# Texto de la página
•••••

Una buena forma de calibrar las consecuencias de la adquisición de Fox por parte de Disney en 2019 —y, en consonancia, de asomarse al alarmante estado actual de Hollywood— es echar un vistazo a los cortometrajes de Los Simpson que han llegado desde que la compra se hiciera efectiva. Aun teniendo asumido el declive artístico de la serie de Matt Groening, y sin pretender que esta haya sido mínimamente revulsiva en algún punto de su trayectoria, sí impacta que su presencia en Disney+ se alinee con productos tan blandos y abiertamente publicitarios. Lo que une a Maggie Simpson: El despertar de la siesta con La buena, el malo y el Loki es un interés por lucir músculo corporativo: una compañía arrogante pasando revista de todas sus propiedades limitándose a mostrarlas en pantalla, sin pretensión de talante paródico o de articular pensamiento sobre su conjunto. Ni siquiera es divertido, solo exhibicionista. E infantil, en su acepción más pocha.
En El despertar de la siesta contemplamos una guardería Jedi, donde a cada rincón que mira el personaje encuentra una referencia a Star Wars. Una referencia que se limita a enunciarse, a estar ahí nutriendo el escaparate. Porque puede estarlo, porque debe. La saga de George Lucas ha sido siempre un objeto que invitaba a la sátira; era tan potente e insalvable su hegemonía que cualquiera que quisiera cachondearse de la cultura pop debía pasar por ahí. Es cierto, quizá con la salvedad de Mel Brooks, que siempre mediando un cariño dado por supuesto. El que había en Robot Chicken y Padre de familia, o incluso volviendo a Disney, en La guerra de las galaxias de Phineas y Ferb. Pero ese cariño no tenía por qué coartar el humor, solo condicionarlo para que obedeciera a gestos cómplices. Cuando son los conglomerados quienes emulan estos gestos, el resultado es desconcertante. Los destinatarios ya no parecen ser los fans, sino accionistas preguntándose si su dinero está a salvo. Con la excusa de ser un entretenimiento familiar, los videojuegos licenciados de Lego dieron las líneas maestras para esto hace más de veinte años. Hoy afrontan su fiesta definitiva.
I
La historia de Lego se remonta a más de un siglo, inaugurada como modesto negocio de carpintería posteriormente convertido en empresa juguetera de alcance mundial. En todo este tiempo ha habido una característica troncal en su relación con el público, una coartada filosófica por así decirlo: se supone que el gran objetivo era estimular la creatividad del consumidor. Darle unas piezas, un camino a seguir, pero animando a los desvíos y las improvisaciones. La idea es construir, destruir y volver a construir algo distinto, y no cabe duda que esto caló en los años 70, cuando la libertad de los fans fue suficiente para crear los Brickfilms: piezas audiovisuales ajenas al influjo empresarial, espoleadas por una iniciativa personal e intransferible. Los vídeos de Lego fueron aumentando en cantidad, calidad y ambiciones, de forma que en los últimos compases del siglo XXI la compañía danesa entendiera que esa era su identidad básica: una materia prima que moldear al antojo inextricable de la clientela. Por eso sus primeros videojuegos indagaban en la construcción, dándose sin embargo dos hitos que anticipaban entonces un cambio de sensibilidad.

•••••

Fragmento de un archivo de datos:
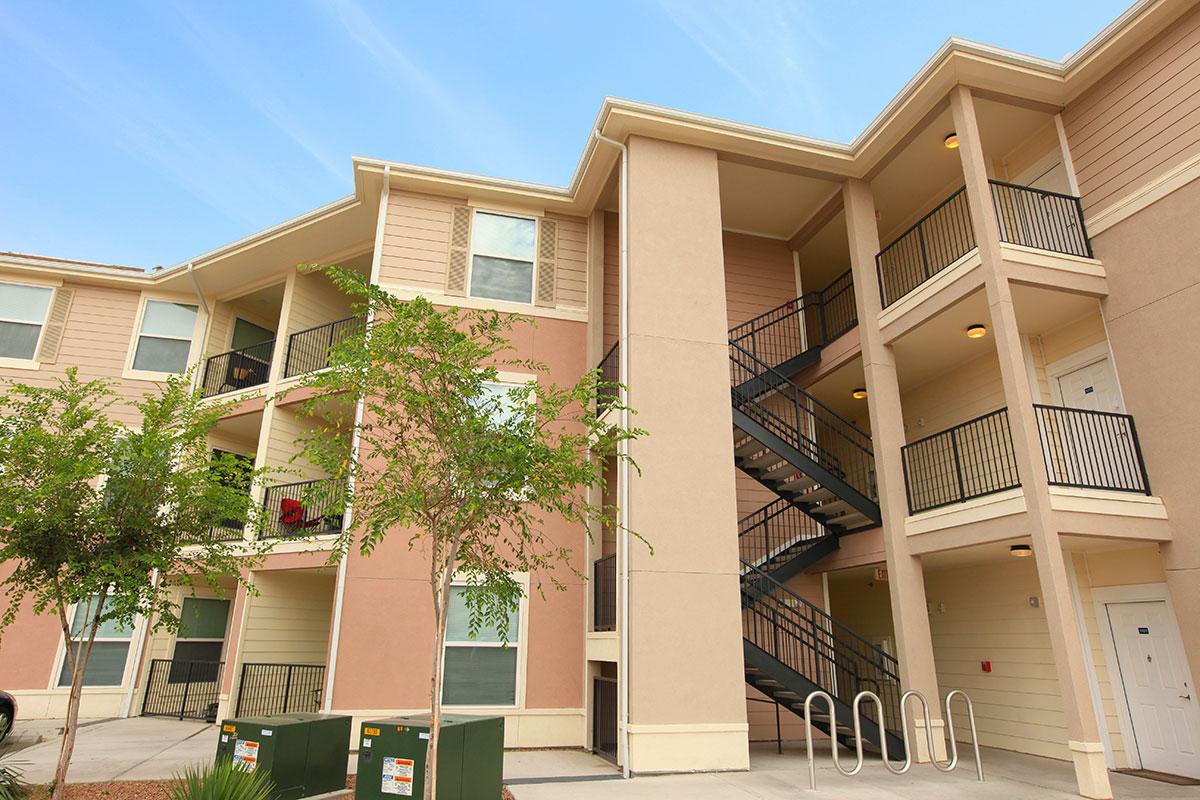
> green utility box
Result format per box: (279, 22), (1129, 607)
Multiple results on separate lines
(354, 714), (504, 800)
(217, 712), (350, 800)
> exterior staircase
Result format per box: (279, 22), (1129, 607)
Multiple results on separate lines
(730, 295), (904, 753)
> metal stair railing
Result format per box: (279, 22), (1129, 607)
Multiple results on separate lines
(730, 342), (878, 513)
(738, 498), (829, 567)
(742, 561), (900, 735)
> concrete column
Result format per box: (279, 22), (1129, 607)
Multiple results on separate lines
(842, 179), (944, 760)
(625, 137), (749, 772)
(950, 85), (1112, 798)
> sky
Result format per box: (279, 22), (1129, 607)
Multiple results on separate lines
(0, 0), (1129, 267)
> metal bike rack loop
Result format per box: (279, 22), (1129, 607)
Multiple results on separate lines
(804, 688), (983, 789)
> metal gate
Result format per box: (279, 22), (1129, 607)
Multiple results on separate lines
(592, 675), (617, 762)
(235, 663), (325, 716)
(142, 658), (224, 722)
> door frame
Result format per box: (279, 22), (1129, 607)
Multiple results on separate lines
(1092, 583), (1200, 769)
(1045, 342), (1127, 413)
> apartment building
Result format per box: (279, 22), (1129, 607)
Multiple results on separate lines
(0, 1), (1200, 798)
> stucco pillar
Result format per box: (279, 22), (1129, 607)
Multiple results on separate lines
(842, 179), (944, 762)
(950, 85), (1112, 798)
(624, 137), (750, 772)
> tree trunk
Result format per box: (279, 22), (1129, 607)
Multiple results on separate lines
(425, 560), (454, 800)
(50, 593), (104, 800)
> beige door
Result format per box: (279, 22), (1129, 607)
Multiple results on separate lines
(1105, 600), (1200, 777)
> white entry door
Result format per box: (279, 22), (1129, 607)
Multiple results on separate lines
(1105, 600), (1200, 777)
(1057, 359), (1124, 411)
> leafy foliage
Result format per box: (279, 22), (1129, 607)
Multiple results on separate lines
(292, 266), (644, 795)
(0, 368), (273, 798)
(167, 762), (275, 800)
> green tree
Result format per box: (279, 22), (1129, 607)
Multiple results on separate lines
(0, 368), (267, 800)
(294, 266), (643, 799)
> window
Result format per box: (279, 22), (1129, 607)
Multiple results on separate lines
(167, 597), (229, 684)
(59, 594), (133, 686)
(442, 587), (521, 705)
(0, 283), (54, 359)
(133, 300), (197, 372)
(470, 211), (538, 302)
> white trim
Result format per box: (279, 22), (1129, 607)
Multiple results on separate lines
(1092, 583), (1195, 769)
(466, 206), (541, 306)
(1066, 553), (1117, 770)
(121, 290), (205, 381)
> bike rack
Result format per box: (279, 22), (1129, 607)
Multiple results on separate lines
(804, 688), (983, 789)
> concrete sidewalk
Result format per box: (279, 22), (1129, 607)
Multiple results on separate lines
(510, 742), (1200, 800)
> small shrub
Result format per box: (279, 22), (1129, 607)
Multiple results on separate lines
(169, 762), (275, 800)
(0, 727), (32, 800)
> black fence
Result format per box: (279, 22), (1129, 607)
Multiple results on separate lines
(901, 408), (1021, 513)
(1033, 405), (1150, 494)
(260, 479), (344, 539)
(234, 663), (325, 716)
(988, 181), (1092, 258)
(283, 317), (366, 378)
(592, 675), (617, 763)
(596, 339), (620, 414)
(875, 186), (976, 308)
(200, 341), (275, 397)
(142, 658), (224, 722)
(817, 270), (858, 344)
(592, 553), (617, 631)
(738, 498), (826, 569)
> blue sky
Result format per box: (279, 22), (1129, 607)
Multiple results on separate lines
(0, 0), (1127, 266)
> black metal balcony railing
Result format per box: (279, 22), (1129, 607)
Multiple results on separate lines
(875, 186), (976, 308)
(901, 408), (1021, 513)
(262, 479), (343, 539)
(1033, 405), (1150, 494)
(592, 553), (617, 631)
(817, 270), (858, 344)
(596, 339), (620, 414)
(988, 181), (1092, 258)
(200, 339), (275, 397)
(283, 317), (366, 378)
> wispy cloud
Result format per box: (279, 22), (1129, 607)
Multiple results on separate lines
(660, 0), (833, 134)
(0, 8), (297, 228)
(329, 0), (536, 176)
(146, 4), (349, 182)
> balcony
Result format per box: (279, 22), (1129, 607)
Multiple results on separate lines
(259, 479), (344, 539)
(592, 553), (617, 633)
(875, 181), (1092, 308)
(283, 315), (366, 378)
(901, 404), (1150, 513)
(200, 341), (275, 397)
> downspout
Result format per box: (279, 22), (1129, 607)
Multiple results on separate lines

•••••

# Enunciado
Indica, por favor, si cada afirmación concuerda con el texto de la página, contestando sí o no y citando literalmente las palabras del texto que lo deciden. 1. Disney adquirió Fox en 2019. 2. Lego empezó siendo una empresa juguetera. 3. Los Brickfilms surgieron en los años 70. Los registros proceden de otra fuente.

# Respuesta
1. Sí: «la adquisición de Fox por parte de Disney en 2019».
2. No: «inaugurada como modesto negocio de carpintería posteriormente convertido en empresa juguetera de alcance mundial».
3. Sí: «esto caló en los años 70, cuando la libertad de los fans fue suficiente para crear los Brickfilms».